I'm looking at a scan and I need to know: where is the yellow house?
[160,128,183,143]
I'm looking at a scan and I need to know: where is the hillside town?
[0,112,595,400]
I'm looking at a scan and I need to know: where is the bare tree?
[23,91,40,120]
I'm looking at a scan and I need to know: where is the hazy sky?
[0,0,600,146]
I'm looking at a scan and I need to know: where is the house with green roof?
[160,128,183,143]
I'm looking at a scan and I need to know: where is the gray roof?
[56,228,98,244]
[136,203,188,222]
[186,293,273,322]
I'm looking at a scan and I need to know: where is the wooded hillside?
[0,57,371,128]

---

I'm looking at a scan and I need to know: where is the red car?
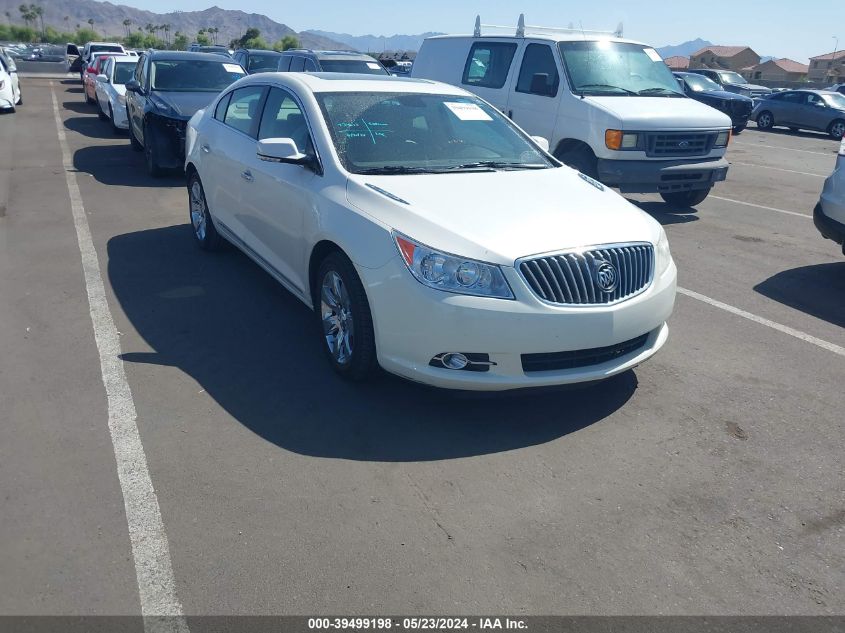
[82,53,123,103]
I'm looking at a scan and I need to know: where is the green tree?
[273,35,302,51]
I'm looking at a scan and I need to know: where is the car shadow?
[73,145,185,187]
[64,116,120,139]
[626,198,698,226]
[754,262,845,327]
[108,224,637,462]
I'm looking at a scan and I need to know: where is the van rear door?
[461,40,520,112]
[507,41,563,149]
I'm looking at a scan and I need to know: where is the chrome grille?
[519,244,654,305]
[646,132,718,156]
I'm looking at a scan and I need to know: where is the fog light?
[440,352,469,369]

...

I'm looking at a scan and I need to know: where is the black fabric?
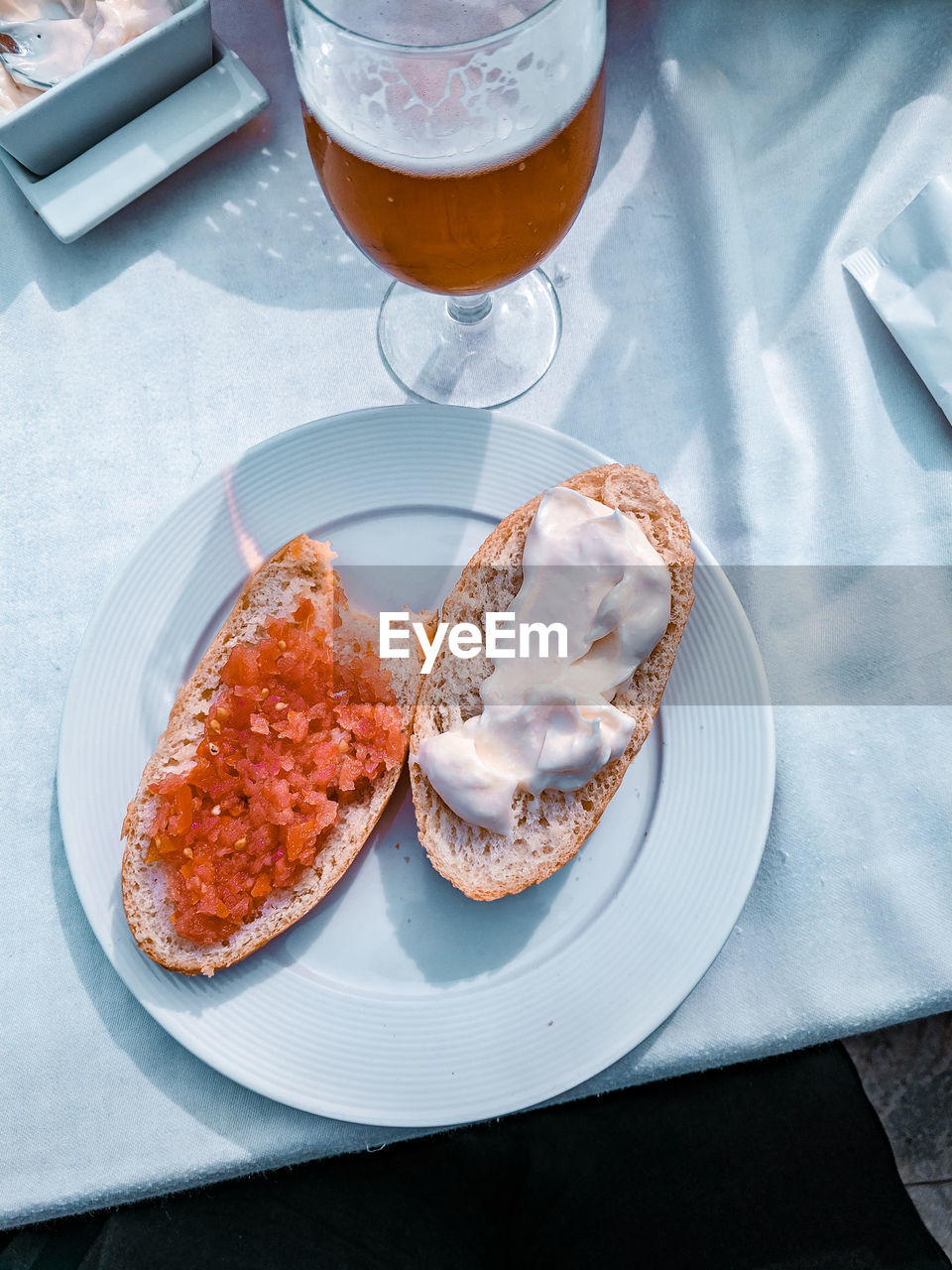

_Stated problem_
Starting at the line that has "the gray roof?" and ending after the line that has "[0,57,371,128]", give that material again with "wooded" swapped for "forested" and nothing else changed.

_Reply_
I'm looking at a scan and I need to know: where is the gray roof?
[56,228,98,244]
[136,203,188,222]
[186,293,273,322]
I'm looking at a scan and I need to know: where is the forested hillside?
[0,57,371,128]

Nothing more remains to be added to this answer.